Your tasks –
1. From the passage on full table scans, write out the text starting at "On low selectivity" and ending at "poorly written query.".
2. Condense the paragraph of the passage on full table scans that begins "Key insight: An FTS is not inherently bad" into a short bulleted list that keeps its main facts.

Page –

= = = =

When Full Table Scans can be good (and preferred by the optimizer):

Scanning small tables, where scanning is faster than traversing an index tree.
On low selectivity queries, where the query returns a large portion of the table, or the sequential I/O of the FTS is faster than the random I/O of index lookups.
When no suitable index exists for the query`s predicates.
Analytical and warehouse workloads, where parallel full table scans can be highly efficient.
COUNT(*) with no WHERE clause on a large table (though some RDBMS use index-only scans for this).

When Full Table Scans can be bad:

OLTP queries that are expected to return one or a few rows, where an index seek would be far faster.
Frequently executed queries on large tables where each execution reads the entire table, consuming I/O and cache.
When the FTS indicates a missing index, stale statistics, or a poorly written query.

Key insight: An FTS is not inherently bad. It is only problematic when a more efficient access path should have been used. The optimizer usually makes the correct choice when statistics are current. Always verify with EXPLAIN before adding indexes.

= = = =

Given data –
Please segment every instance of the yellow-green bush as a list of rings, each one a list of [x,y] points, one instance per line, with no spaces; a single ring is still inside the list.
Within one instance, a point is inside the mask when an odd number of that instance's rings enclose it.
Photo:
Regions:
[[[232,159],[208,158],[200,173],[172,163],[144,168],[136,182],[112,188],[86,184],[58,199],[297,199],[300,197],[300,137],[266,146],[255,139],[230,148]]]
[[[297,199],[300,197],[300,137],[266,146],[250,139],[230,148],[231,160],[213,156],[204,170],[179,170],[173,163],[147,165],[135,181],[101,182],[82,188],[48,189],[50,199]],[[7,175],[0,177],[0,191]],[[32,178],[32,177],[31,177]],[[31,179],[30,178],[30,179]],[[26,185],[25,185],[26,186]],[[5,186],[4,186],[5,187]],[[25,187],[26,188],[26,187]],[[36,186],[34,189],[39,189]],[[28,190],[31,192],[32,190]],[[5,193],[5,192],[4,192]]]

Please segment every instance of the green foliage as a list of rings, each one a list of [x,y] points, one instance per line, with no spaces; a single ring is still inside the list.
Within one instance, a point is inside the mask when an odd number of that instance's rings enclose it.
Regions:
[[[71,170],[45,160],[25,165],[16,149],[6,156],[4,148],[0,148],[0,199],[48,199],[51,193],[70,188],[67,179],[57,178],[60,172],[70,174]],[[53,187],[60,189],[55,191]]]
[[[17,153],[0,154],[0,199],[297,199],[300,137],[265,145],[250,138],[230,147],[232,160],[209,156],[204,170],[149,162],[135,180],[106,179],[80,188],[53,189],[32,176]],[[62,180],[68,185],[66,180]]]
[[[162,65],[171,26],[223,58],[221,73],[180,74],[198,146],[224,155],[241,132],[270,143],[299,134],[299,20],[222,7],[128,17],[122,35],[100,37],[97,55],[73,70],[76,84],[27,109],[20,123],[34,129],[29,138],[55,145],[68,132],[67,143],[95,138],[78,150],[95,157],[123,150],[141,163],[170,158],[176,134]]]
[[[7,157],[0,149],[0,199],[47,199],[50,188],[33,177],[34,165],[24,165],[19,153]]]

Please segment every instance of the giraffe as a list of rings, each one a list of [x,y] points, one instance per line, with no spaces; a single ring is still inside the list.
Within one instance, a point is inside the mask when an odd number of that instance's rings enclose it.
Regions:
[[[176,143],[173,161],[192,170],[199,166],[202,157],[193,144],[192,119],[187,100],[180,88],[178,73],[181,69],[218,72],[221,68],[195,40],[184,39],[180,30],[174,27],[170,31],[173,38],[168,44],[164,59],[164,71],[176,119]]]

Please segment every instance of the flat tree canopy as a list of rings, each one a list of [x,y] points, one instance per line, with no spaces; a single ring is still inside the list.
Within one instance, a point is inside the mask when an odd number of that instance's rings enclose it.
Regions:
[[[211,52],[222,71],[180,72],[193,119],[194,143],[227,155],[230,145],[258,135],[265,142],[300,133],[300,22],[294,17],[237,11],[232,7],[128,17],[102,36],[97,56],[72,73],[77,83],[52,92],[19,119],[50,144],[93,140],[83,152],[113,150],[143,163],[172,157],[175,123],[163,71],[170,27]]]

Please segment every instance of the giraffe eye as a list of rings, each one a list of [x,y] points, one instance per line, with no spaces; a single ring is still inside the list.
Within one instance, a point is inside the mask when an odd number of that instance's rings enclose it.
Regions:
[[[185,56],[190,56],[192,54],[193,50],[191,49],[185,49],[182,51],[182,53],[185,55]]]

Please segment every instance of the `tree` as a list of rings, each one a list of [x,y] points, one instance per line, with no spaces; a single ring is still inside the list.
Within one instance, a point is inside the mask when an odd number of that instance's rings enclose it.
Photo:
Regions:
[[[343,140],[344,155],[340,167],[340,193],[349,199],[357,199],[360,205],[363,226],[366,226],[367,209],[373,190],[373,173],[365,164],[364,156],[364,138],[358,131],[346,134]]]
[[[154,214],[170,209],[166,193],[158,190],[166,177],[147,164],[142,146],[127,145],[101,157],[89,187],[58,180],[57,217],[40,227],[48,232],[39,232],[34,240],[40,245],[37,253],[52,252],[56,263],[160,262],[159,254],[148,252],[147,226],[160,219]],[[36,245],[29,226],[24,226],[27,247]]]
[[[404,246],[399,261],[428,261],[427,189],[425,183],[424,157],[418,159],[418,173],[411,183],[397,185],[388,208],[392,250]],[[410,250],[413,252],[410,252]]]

= = = =

Solution set –
1.
On low selectivity queries, where the query returns a large portion of the table, or the sequential I/O of the FTS is faster than the random I/O of index lookups.
When no suitable index exists for the query`s predicates.
Analytical and warehouse workloads, where parallel full table scans can be highly efficient.
COUNT(*) with no WHERE clause on a large table (though some RDBMS use index-only scans for this).

When Full Table Scans can be bad:

OLTP queries that are expected to return one or a few rows, where an index seek would be far faster.
Frequently executed queries on large tables where each execution reads the entire table, consuming I/O and cache.
When the FTS indicates a missing index, stale statistics, or a poorly written query.

2.
- A full table scan is not inherently bad. It is a problem only when a more efficient access path should have been used.
- With current statistics, the optimizer usually makes the correct choice.
- Verify with EXPLAIN before adding indexes.